** Opening Source document block **

Del Smith, with others, was instrumental in organising a free gig in Bedfords Park in 1972. They were given the responsibility for writing the publicity brochure, and they duly obliged by writing an article entitled ‘All coppers are bastards’:
"There was an article written in there by John Simkin called “All coppers are bastards.” Anyway, it was the early hours of the morning and we were sitting in my flat stoned, and suddenly there was this almighty thumping on the door downstairs. Straightaway we thought that it was a police raid, so we panicked and I eventually opened the door and it was this councillor John Riley. He goes, “I’ve just been to the police station and they say they are going to raid your house.” So I said, “Why?” “Well I’ve shown them the brochure for the concert.” So I’m like, “You cXXX!”
"Councillor Riley went into the police station and said, “What do you think of this?” They said, “If you print this you’re going to be arrested.” He was banging on my door at one in the morning. He frightened the life out of me, I thought it was the police. He was terrified of the article.
"Then we were disowned by the people who were running the concert, which was an Albemarle-based committee made up of a few youth workers, a few councillors and a few youths.
"The youths did all the organising, the finance was from the council, the magazine was written by us.
"Riley got hold of it not long before the end, and said, “You’re all going to get busted.”
"Then he said, “You can’t print it with that in it.”
"So we said, “FXXX you, we’ll do our own. We’ll produce our own magazine and sell it at the concert.”"

** Closing Source document block **
** Opening Data extract block **

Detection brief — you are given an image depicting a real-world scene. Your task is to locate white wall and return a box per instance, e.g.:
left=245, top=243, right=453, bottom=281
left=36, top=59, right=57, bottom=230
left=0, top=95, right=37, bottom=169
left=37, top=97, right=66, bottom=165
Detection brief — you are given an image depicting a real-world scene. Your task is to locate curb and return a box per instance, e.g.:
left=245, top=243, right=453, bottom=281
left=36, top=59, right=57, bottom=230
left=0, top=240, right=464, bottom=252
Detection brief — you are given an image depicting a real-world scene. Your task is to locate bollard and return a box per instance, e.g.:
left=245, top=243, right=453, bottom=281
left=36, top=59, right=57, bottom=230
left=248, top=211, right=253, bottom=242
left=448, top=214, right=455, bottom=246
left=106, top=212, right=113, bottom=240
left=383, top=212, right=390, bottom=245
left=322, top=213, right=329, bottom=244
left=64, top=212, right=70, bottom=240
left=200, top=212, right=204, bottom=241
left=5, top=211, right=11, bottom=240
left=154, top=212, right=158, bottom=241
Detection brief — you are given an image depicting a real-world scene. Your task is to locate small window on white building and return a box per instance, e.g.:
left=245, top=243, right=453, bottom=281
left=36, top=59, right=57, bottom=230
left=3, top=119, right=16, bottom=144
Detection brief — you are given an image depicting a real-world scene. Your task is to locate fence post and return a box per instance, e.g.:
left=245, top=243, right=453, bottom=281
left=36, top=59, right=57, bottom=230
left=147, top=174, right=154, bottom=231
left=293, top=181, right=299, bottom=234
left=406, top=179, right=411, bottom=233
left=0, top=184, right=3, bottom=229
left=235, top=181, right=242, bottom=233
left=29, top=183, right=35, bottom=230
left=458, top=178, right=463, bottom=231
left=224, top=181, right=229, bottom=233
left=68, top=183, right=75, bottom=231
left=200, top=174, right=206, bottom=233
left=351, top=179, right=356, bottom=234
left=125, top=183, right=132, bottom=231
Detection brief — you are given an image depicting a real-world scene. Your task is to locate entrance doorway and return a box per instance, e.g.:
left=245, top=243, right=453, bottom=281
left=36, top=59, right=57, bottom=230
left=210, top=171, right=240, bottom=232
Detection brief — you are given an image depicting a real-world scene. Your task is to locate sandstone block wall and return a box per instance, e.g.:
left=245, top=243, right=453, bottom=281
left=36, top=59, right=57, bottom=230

** Closing Data extract block **

### [Problem requirements]
List every person named in the account of the 1972 Bedfords Park gig.

### [Response to the exercise]
Del Smith, John Simkin, John Riley